> [Exercise aim] Find the lines below holding the word "compound" and copy each of them.

> [Supplied records]
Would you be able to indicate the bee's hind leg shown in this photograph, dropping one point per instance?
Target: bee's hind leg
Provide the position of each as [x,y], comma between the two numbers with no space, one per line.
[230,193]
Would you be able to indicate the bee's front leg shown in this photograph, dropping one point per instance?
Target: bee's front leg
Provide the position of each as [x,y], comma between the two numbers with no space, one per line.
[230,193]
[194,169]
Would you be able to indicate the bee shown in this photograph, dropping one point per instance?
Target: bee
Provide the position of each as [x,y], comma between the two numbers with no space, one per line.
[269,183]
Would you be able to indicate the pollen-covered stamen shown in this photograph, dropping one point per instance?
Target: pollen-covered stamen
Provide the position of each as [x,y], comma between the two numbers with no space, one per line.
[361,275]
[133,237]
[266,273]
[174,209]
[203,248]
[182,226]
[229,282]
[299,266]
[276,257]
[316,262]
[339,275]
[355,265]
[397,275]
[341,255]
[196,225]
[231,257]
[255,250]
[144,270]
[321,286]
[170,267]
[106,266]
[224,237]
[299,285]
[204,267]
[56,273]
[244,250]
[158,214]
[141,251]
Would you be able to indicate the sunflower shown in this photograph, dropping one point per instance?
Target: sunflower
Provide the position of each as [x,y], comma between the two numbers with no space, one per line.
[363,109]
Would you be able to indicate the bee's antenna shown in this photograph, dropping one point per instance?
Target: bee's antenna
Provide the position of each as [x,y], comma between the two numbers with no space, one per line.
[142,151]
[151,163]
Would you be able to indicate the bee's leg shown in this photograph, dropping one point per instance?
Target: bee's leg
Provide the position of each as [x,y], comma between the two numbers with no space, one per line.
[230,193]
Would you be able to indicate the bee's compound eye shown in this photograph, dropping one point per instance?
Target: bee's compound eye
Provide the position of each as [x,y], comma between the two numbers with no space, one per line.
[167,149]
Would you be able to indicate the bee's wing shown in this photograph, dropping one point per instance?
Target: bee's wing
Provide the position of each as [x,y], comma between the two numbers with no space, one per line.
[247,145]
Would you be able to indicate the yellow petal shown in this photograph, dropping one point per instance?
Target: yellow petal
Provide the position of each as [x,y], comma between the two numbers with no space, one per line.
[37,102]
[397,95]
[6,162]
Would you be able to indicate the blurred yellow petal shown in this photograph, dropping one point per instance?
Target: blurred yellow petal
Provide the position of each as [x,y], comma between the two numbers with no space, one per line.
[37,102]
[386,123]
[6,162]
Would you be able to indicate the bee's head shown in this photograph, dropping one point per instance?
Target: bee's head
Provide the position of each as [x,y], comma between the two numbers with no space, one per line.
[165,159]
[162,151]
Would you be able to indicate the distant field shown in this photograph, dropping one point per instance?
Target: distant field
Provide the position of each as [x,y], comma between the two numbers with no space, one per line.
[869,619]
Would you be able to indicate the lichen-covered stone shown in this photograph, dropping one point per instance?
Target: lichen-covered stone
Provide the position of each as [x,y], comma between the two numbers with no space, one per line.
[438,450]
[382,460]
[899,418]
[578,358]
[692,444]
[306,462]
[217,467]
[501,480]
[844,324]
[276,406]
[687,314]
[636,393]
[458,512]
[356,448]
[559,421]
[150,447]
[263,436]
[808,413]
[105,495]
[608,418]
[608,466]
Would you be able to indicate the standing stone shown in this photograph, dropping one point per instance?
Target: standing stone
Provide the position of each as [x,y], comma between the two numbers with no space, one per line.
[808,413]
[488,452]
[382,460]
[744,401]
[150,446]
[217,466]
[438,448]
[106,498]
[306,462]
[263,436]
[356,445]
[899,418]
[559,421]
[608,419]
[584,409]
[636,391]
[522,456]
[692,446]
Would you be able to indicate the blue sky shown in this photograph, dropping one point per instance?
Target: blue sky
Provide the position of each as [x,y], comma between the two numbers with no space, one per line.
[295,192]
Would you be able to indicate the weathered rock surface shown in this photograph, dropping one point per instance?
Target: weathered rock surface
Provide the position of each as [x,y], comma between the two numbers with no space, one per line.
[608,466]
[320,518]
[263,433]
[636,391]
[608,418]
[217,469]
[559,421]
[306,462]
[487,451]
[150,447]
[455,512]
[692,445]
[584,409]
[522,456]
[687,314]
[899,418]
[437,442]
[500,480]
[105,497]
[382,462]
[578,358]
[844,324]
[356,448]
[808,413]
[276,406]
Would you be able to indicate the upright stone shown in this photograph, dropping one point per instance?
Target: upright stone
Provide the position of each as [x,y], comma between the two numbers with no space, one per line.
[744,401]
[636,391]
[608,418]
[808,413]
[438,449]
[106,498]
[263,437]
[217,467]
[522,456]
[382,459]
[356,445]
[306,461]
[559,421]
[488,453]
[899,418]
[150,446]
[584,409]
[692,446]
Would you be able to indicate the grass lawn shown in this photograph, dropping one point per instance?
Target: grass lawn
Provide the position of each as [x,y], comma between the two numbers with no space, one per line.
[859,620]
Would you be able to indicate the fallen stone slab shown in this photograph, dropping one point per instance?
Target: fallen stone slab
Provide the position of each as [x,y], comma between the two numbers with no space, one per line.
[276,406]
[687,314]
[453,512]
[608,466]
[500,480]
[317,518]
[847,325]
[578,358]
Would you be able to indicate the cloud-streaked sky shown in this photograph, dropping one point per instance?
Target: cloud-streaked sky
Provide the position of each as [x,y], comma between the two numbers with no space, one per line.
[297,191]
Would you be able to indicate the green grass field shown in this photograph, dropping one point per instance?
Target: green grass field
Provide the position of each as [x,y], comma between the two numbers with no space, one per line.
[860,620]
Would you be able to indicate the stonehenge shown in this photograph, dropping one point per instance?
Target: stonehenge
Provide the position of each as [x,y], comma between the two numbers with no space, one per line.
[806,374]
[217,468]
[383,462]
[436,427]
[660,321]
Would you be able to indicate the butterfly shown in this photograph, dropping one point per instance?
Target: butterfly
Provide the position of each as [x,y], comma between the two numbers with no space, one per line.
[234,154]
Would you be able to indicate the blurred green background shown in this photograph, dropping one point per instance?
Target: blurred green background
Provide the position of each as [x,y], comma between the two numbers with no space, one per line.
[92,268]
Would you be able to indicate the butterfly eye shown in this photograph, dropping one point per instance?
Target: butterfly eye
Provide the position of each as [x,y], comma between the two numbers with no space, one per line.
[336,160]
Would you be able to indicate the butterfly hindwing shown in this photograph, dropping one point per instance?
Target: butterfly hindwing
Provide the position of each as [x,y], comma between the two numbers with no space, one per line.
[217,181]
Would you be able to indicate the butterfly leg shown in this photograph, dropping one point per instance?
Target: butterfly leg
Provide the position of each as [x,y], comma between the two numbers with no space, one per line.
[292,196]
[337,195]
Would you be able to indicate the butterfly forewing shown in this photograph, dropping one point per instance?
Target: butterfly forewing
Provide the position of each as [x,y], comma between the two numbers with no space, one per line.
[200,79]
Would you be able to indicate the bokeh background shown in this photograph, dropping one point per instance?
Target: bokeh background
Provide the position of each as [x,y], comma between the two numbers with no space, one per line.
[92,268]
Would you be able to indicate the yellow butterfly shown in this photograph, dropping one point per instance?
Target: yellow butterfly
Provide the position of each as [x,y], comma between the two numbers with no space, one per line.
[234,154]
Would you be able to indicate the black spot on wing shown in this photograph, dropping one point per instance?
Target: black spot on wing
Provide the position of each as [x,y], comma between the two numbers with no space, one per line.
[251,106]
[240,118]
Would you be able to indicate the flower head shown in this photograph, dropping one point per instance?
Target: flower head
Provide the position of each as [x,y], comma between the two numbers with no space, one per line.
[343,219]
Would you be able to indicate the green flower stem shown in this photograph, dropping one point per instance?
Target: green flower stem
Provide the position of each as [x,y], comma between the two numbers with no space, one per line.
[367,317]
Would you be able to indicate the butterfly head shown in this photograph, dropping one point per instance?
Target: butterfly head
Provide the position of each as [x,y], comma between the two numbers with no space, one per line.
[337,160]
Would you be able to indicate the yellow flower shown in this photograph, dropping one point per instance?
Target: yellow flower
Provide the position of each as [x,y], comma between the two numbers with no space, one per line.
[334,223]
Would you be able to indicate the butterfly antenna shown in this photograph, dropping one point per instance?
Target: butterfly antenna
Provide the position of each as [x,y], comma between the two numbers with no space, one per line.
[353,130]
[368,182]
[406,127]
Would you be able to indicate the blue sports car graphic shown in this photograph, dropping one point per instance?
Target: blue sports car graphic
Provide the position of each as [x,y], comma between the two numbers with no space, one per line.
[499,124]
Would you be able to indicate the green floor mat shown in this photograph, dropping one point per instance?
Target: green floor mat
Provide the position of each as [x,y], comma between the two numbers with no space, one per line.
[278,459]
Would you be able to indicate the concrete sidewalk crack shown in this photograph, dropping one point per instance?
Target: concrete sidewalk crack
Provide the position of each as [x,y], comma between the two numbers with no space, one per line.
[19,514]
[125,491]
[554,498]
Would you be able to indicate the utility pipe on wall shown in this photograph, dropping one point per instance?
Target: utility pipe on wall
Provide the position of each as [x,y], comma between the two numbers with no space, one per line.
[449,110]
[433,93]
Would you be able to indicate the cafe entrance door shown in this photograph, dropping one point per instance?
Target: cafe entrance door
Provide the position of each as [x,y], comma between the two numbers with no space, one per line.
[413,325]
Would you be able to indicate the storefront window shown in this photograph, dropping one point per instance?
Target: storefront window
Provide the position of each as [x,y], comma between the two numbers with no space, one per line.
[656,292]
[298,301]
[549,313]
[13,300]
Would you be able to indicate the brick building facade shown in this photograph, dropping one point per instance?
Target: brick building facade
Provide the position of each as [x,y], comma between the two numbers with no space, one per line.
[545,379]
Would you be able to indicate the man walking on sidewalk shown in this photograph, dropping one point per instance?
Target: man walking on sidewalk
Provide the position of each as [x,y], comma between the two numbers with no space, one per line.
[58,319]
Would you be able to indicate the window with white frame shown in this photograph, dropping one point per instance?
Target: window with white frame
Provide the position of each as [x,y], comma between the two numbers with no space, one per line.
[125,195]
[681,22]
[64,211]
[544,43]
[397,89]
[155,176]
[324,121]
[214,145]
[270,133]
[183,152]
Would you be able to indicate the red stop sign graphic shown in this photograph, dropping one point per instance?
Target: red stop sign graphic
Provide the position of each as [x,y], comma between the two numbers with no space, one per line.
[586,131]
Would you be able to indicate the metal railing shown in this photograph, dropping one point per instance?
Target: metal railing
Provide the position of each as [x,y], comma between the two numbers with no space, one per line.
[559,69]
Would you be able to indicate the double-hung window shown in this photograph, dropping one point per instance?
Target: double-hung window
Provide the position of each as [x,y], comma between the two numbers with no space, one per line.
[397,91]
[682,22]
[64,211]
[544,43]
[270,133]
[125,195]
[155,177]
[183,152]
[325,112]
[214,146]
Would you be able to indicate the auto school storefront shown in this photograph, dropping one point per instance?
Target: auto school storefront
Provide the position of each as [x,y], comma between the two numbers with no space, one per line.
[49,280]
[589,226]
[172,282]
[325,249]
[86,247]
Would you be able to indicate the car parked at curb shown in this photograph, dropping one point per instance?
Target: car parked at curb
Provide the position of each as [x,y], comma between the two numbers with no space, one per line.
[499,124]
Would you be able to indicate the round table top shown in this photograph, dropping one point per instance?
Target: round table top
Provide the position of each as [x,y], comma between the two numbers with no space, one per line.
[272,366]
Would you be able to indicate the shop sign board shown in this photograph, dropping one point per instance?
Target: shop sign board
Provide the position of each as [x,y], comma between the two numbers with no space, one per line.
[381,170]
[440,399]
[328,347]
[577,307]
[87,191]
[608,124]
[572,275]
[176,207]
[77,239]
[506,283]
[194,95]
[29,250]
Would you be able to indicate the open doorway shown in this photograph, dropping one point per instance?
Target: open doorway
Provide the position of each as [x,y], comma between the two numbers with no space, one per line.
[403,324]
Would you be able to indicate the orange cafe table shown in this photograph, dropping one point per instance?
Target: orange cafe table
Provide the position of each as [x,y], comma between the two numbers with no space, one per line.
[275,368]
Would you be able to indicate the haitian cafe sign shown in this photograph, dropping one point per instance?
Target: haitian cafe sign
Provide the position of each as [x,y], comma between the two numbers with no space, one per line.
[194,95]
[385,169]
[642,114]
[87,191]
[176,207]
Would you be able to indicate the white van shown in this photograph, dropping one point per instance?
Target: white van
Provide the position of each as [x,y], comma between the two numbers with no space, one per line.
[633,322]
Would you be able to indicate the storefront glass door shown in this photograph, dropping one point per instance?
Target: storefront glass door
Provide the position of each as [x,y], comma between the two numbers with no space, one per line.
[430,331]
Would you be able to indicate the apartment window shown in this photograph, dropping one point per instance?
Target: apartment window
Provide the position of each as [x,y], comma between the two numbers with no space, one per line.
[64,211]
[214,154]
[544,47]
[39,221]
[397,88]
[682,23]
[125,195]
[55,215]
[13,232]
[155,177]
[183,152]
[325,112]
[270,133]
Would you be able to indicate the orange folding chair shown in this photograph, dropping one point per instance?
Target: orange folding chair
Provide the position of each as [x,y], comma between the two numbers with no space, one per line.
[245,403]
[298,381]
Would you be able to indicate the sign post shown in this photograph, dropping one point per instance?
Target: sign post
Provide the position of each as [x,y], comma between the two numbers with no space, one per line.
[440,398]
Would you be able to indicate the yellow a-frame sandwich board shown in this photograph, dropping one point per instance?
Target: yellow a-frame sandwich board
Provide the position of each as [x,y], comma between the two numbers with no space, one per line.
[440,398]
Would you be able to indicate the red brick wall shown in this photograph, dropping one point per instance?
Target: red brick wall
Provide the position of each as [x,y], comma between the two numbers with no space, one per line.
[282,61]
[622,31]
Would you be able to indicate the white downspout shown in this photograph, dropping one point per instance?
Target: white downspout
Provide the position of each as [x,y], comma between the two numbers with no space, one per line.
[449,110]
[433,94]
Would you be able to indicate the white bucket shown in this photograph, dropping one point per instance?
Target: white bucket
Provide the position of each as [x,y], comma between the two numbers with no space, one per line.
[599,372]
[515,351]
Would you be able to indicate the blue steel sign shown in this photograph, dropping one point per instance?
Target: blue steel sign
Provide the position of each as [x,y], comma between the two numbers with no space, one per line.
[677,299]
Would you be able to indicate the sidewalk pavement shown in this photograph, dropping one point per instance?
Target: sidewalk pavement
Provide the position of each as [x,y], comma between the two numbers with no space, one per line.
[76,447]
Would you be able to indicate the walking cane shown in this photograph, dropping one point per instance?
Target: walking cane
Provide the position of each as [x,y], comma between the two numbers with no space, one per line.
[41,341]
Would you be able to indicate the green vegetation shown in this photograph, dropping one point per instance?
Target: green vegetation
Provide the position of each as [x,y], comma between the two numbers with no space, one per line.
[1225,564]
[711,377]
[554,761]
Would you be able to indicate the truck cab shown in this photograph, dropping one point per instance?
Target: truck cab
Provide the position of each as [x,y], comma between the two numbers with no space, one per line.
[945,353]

> [Response to the exercise]
Would you be able to indicate the bee's compound eye shown in this photograph, dropping one point per instance?
Target: bee's compound eye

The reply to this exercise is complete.